● Direction: Write out the listing below from the line containing "Can you find the zipper" to its last line, unaltered, ends included.

## BEGIN Stored data

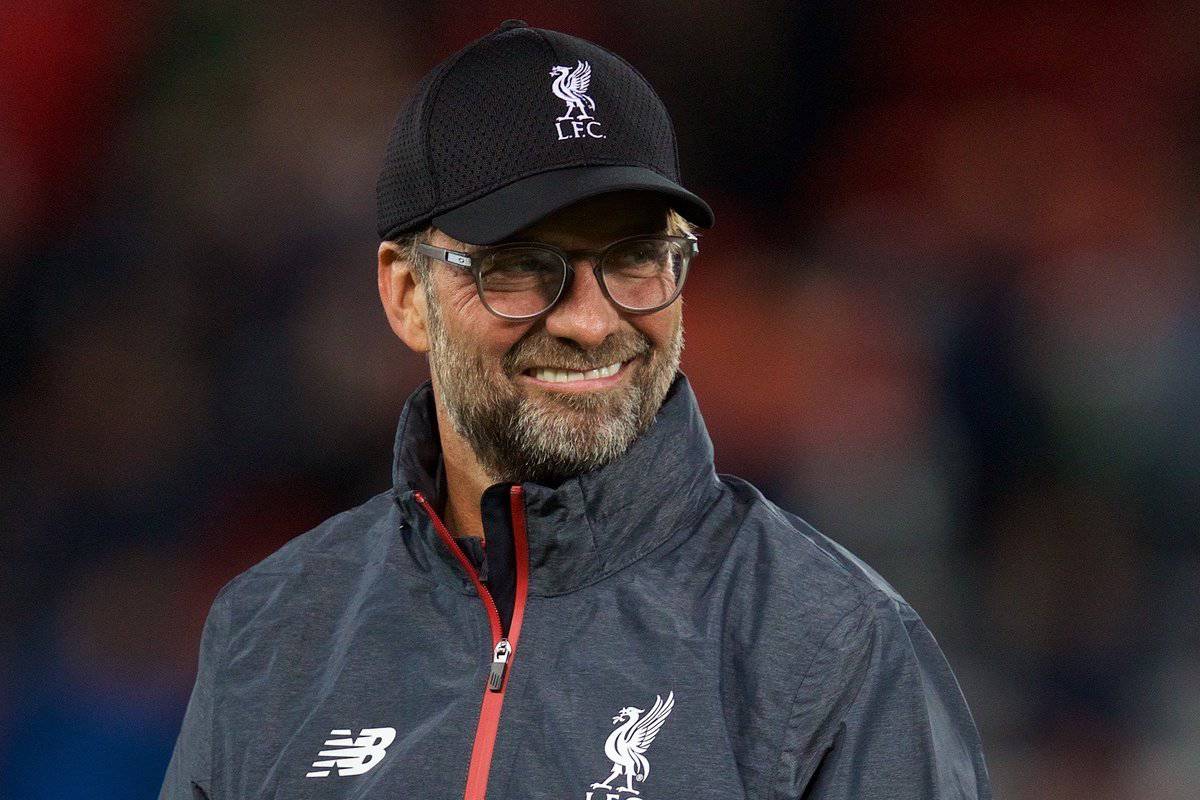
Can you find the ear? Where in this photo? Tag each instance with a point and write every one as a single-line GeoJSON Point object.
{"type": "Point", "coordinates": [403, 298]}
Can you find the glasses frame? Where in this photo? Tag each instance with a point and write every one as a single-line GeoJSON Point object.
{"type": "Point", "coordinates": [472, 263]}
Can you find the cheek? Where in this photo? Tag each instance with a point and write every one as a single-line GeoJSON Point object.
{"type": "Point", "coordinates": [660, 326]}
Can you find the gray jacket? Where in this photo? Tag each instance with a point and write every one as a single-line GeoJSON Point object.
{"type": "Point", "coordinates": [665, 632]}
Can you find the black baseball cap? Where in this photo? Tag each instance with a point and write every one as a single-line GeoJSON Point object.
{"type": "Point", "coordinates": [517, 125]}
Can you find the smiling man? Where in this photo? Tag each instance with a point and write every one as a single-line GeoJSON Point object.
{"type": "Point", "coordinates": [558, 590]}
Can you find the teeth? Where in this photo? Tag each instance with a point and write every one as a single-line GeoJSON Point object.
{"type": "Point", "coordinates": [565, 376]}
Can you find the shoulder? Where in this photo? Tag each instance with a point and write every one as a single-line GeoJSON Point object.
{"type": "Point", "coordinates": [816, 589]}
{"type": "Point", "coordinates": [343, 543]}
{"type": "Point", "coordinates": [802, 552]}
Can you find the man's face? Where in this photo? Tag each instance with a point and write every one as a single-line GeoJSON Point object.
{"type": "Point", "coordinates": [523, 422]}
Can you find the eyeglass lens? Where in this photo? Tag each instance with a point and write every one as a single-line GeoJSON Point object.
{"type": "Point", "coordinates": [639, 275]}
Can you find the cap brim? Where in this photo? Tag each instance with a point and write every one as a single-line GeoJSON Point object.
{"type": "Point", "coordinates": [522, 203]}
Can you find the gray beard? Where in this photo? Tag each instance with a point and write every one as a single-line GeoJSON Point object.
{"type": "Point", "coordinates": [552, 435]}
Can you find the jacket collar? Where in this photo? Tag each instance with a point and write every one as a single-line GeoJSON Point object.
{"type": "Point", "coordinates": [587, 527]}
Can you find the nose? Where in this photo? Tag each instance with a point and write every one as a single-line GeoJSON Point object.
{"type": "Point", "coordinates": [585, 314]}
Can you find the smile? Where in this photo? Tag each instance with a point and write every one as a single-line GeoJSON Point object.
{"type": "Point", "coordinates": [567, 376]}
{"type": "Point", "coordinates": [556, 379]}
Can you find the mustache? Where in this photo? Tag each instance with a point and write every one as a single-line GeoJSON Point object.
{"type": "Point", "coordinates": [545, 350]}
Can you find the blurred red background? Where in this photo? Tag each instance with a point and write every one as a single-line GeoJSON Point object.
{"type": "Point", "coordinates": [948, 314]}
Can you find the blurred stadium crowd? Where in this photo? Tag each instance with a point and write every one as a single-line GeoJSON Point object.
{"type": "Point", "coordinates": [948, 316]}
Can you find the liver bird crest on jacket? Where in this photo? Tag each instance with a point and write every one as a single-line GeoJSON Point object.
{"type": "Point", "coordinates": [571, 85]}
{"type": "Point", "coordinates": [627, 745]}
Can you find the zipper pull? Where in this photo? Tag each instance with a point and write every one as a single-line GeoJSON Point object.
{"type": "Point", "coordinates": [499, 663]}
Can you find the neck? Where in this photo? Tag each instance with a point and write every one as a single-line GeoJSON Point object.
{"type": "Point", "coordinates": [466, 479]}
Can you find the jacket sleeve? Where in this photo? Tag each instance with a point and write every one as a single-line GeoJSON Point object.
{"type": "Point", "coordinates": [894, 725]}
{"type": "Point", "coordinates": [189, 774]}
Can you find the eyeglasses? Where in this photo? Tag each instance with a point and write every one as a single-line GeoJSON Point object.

## END Stored data

● Correct response:
Can you find the zipper pull? Where in this photo? Tag each instance with a point and write every one as a single-line GeoJSON Point object.
{"type": "Point", "coordinates": [499, 663]}
Can you find the neck? Where in this photo? Tag each instance with a point and write every one as a single-line GeoJSON Point object.
{"type": "Point", "coordinates": [466, 479]}
Can you find the jacket sleeve? Where in this photo? Tag each instance with a point and write every one as a single-line GeoJSON Point object.
{"type": "Point", "coordinates": [894, 725]}
{"type": "Point", "coordinates": [189, 774]}
Can you find the eyeglasses? Where in this photo? Tag each instance with a point and write every one as a single-line GeoJSON Point object.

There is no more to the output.